------ RECORDS SHOWN

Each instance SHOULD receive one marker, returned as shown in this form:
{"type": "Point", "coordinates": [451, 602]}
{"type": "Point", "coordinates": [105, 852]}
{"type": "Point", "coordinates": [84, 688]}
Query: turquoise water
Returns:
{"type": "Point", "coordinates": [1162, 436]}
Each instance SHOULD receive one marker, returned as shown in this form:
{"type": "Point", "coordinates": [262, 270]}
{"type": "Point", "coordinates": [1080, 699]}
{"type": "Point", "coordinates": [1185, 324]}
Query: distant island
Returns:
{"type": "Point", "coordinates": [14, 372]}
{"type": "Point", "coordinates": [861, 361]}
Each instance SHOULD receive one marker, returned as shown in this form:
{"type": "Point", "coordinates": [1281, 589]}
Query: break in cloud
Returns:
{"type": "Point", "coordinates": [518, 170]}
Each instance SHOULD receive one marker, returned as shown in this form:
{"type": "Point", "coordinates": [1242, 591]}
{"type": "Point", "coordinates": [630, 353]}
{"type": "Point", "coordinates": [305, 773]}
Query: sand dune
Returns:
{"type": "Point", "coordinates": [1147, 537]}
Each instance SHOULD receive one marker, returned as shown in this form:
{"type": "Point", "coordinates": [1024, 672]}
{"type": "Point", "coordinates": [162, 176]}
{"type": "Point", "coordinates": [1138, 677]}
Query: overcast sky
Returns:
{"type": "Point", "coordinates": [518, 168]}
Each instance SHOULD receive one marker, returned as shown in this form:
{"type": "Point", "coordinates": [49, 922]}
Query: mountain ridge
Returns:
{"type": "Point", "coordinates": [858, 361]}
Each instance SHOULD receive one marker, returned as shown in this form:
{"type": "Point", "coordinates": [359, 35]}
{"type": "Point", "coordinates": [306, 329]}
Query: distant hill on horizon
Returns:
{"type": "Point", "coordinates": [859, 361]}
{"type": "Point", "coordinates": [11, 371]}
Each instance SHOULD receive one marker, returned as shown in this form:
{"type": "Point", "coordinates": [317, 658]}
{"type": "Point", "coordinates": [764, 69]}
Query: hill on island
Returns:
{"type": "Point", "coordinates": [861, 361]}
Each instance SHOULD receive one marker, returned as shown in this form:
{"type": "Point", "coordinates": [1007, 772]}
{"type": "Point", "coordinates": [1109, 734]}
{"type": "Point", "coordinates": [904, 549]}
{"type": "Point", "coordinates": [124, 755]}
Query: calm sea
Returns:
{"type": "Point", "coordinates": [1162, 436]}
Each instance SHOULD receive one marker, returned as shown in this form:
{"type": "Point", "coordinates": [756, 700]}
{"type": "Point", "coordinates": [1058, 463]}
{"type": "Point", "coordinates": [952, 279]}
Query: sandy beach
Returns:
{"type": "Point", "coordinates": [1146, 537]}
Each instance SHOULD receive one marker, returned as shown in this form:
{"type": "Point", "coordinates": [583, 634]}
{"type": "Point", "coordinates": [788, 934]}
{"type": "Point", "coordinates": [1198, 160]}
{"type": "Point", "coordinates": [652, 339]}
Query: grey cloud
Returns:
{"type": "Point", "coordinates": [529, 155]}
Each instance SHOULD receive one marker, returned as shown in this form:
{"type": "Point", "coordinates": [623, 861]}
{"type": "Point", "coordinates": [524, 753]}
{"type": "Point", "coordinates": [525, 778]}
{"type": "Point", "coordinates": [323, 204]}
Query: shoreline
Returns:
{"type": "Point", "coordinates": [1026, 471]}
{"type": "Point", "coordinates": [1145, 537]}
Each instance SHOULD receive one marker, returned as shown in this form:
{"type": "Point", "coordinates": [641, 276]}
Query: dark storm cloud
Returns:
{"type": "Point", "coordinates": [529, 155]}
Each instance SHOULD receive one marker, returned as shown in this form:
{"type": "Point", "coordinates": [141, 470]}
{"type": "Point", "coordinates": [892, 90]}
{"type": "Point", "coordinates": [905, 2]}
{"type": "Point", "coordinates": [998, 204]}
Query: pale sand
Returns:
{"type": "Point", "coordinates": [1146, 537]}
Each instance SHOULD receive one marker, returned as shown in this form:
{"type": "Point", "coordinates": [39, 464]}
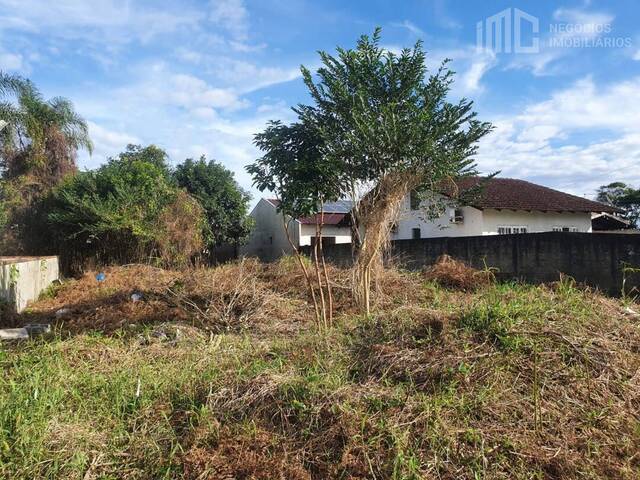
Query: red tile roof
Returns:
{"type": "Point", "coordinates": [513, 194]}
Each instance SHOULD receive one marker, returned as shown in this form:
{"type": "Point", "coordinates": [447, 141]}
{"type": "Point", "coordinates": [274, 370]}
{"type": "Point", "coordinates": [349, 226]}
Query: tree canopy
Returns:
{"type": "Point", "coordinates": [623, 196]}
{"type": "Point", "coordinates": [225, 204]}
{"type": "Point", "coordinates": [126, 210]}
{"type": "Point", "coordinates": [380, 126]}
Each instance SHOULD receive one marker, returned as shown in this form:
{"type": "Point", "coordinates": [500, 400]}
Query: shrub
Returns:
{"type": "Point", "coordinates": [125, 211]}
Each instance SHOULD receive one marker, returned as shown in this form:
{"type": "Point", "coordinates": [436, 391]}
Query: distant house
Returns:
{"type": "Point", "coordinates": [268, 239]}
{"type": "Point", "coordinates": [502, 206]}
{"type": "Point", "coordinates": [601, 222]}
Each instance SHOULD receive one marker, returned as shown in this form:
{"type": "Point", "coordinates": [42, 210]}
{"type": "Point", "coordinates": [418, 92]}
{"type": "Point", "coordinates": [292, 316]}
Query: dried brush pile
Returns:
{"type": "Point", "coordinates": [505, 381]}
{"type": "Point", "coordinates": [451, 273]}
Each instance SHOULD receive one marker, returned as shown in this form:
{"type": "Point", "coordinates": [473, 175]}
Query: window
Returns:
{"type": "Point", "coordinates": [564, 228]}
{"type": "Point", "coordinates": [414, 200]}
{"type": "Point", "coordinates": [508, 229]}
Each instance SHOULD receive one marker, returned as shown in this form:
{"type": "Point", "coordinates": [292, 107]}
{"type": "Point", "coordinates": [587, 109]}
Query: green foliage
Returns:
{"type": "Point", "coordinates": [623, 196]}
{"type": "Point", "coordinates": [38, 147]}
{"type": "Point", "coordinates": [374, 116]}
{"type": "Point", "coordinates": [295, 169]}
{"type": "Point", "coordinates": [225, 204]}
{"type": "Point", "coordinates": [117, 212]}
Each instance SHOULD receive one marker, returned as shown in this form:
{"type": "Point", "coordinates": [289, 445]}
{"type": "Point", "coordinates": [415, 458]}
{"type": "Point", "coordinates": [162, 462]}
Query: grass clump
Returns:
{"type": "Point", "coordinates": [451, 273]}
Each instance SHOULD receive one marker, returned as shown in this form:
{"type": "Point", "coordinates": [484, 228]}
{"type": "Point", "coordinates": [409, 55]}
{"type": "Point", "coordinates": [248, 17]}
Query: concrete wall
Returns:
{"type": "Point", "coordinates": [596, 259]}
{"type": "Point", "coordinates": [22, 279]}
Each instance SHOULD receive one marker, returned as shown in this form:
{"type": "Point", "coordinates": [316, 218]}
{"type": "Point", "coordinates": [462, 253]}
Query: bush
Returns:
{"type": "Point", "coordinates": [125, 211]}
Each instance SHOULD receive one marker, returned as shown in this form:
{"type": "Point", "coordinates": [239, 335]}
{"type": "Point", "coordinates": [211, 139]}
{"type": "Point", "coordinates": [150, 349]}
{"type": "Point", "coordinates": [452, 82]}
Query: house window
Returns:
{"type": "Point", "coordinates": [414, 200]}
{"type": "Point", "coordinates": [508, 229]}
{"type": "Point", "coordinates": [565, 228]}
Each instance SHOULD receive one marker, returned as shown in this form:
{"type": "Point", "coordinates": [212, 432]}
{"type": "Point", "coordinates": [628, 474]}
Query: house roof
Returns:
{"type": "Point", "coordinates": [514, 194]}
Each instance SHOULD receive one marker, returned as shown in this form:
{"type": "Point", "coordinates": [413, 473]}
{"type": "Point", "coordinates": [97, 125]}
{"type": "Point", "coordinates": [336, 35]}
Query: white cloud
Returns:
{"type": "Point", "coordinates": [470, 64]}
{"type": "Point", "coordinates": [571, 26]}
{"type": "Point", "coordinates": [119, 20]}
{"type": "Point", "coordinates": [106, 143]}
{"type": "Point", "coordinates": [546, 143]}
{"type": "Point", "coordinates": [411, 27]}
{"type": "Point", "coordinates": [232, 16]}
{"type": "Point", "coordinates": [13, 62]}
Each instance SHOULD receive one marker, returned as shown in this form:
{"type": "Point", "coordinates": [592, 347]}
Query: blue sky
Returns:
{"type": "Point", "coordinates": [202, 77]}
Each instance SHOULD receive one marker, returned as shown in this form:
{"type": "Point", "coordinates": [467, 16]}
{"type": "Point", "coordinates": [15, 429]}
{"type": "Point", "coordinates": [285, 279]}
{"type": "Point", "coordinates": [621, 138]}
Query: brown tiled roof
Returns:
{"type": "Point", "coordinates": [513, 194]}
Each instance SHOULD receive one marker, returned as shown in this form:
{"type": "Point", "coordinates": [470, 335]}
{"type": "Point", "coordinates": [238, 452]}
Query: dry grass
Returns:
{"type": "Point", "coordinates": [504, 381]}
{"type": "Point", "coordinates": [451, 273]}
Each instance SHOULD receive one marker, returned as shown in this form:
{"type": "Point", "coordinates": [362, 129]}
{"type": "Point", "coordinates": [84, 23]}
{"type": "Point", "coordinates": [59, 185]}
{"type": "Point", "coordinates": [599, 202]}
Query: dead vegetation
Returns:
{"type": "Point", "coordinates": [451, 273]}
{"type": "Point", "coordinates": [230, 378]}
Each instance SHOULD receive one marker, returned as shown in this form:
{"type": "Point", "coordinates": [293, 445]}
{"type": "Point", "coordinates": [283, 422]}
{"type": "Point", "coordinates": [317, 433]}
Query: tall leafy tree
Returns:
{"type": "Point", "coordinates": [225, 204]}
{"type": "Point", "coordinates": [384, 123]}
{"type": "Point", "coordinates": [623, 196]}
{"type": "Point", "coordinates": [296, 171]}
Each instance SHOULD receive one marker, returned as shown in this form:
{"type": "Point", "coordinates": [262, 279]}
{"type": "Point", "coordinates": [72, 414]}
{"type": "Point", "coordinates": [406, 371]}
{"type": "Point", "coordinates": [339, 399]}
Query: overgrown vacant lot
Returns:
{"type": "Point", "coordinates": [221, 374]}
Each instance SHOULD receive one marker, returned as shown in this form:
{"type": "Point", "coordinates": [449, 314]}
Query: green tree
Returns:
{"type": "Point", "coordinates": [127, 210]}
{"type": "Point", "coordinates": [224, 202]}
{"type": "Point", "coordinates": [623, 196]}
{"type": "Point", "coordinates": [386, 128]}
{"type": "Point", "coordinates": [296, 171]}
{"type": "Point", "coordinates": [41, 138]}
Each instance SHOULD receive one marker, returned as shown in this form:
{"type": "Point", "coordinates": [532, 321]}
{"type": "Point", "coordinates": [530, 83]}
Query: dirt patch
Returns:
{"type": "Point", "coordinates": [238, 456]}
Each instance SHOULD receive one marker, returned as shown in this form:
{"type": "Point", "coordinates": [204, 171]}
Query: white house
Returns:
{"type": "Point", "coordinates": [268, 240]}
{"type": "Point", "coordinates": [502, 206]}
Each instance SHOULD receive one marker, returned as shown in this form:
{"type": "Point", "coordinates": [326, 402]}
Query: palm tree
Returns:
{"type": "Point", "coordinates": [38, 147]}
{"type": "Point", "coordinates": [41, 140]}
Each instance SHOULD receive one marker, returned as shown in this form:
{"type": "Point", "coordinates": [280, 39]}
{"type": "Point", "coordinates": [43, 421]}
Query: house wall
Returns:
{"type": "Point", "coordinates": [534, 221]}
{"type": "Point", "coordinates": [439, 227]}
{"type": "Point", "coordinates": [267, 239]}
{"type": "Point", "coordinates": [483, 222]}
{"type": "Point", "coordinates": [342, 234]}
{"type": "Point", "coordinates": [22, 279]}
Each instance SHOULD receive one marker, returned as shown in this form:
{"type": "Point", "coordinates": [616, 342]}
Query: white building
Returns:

------------

From the entries above, print the lines beginning at the one with "Query: dead vegetation" and stopping after the one with "Query: tall leafy tree", exactly as written and with nothing else.

### ANSWER AREA
Query: dead vegetation
Returns:
{"type": "Point", "coordinates": [451, 273]}
{"type": "Point", "coordinates": [230, 378]}
Each instance SHOULD receive one marker, returned as shown in this form:
{"type": "Point", "coordinates": [293, 445]}
{"type": "Point", "coordinates": [283, 422]}
{"type": "Point", "coordinates": [317, 433]}
Query: tall leafy tree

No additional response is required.